### Texto proporcionado
Hoy en día, se acumulan veinte años de debates y nuevas investigaciones que van mucho más allá de lo que puedo abordar aquí.¹ Algunos de ellos, desde luego, se habrían producido sin la «gran divergencia». El espectacular crecimiento de la economía china estimuló el interés por su historia anterior y por los posibles vínculos con la dinámica de la modernidad temprana que he analizado. Al mismo tiempo, nuestros crecientes problemas medioambientales —vinculados a nuestro gigantesco consumo de energía— contribuyeron a desviar la atención hacia un argumento en el que tanto las limitaciones medioambientales del crecimiento como la influencia de las nuevas fuentes de energía cobraban importancia. Aunque el libro en sí no fue el único catalizador del «debate de la gran divergencia», parece apropiado para este prefacio para reflexionar sobre parte de esta literatura aún en ciernes.
######
### Datos proporcionados
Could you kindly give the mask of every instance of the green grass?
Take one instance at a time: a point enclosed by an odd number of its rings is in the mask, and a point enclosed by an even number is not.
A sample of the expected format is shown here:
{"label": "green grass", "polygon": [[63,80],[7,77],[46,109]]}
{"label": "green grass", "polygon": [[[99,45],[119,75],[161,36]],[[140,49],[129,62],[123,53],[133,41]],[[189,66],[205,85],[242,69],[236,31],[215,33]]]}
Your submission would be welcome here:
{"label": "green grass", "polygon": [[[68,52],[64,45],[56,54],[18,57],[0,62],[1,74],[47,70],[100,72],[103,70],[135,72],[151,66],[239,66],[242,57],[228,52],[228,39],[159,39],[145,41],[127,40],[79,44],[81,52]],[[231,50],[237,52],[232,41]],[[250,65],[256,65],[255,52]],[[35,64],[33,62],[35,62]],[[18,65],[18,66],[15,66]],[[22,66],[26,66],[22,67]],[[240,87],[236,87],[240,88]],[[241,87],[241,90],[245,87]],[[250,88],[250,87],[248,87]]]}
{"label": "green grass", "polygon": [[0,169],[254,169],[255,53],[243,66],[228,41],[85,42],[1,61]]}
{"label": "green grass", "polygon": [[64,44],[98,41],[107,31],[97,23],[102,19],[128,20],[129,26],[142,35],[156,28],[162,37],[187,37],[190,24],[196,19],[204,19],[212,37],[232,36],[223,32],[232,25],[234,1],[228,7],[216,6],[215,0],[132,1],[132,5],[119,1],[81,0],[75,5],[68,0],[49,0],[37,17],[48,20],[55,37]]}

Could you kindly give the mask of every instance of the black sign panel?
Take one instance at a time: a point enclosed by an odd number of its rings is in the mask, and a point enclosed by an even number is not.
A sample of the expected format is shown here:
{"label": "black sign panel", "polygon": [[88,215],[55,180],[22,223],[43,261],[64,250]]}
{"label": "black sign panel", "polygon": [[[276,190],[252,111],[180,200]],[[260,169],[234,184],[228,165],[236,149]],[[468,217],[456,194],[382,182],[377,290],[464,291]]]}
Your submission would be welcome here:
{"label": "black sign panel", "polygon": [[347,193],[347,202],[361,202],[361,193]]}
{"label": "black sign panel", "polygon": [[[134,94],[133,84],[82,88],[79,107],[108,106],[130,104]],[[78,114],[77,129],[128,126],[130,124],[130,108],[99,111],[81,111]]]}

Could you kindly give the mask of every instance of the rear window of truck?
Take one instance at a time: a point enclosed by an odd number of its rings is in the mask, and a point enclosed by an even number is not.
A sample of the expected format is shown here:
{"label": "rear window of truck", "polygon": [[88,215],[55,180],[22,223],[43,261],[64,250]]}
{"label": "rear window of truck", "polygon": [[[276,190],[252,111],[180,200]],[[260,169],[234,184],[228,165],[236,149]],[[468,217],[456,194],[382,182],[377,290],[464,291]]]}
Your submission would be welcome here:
######
• **Enunciado**
Reproduce el texto entre "Hoy en día, se" y "aún en ciernes.", ambos incluidos, y renombra "prefacio" como "prólogo". Basta con el texto para resolverlo.

• **Respuesta**
Hoy en día, se acumulan veinte años de debates y nuevas investigaciones que van mucho más allá de lo que puedo abordar aquí.¹ Algunos de ellos, desde luego, se habrían producido sin la «gran divergencia». El espectacular crecimiento de la economía china estimuló el interés por su historia anterior y por los posibles vínculos con la dinámica de la modernidad temprana que he analizado. Al mismo tiempo, nuestros crecientes problemas medioambientales —vinculados a nuestro gigantesco consumo de energía— contribuyeron a desviar la atención hacia un argumento en el que tanto las limitaciones medioambientales del crecimiento como la influencia de las nuevas fuentes de energía cobraban importancia. Aunque el libro en sí no fue el único catalizador del «debate de la gran divergencia», parece apropiado para este prólogo para reflexionar sobre parte de esta literatura aún en ciernes.